# [GOAL OF THE EXERCISE]
Recast the rows from the line containing "pin: grey roof" through the end of the rows as a JSON list of strings, one per line, leaving out any blank lines.

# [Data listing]
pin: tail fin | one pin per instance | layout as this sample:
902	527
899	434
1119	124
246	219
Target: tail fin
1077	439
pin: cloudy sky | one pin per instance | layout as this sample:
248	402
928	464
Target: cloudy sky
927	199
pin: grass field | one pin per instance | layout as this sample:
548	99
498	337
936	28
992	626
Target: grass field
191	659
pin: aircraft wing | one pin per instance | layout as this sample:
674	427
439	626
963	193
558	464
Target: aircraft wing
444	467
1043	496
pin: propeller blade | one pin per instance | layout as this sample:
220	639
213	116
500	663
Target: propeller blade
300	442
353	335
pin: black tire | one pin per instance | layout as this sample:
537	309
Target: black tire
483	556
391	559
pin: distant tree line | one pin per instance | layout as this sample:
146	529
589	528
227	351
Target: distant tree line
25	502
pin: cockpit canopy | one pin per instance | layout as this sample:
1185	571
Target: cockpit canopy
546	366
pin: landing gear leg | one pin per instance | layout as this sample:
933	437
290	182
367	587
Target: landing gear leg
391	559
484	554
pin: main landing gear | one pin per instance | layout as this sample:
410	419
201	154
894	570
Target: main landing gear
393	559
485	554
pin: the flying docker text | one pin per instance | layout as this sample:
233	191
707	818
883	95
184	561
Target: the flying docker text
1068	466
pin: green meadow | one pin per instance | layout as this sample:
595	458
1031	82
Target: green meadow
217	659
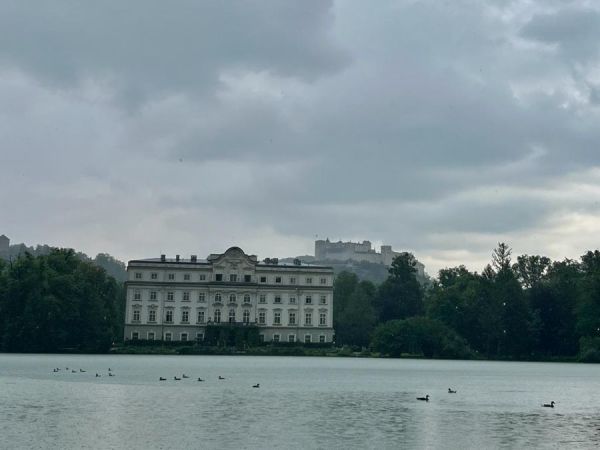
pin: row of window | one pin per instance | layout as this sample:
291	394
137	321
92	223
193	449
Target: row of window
233	278
201	316
137	295
184	337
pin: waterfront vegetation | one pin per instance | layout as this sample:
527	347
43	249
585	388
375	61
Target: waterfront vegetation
528	309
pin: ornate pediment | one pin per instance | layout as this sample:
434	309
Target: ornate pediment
233	259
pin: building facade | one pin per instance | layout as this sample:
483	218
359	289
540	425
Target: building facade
325	250
177	299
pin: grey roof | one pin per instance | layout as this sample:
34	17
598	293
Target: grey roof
205	262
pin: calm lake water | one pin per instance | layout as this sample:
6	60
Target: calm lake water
301	403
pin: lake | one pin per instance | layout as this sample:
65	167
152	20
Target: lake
301	403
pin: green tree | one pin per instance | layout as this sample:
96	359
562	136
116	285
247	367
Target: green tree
355	323
401	295
419	336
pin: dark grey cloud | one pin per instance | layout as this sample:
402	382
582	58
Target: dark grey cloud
150	45
576	30
440	128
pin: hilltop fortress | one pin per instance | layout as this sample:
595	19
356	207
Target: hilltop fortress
325	250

# [EXERCISE SOLUTION]
[
  "pin: grey roof | one pin per instance | layout as this sample:",
  "34\t17",
  "598\t293",
  "Target: grey roof",
  "205\t262",
  "pin: calm lake water | one pin per instance | layout as this sample:",
  "6\t60",
  "Target: calm lake water",
  "301\t403",
  "pin: lake | one pin per instance | layout as this sample:",
  "65\t167",
  "152\t20",
  "Target: lake",
  "301\t403",
  "pin: green tree | one pin per instance | layout as this sample:",
  "96\t359",
  "562\t136",
  "116\t285",
  "247\t367",
  "Target: green tree",
  "355\t323",
  "401\t295",
  "419\t336",
  "pin: dark grey cloud | one pin per instance | layout as this sample:",
  "402\t382",
  "582\t58",
  "Target: dark grey cloud",
  "150\t45",
  "576\t30",
  "440\t128",
  "pin: hilltop fortress | one pin per instance | layout as this sample:",
  "595\t19",
  "356\t207",
  "Target: hilltop fortress",
  "325\t250"
]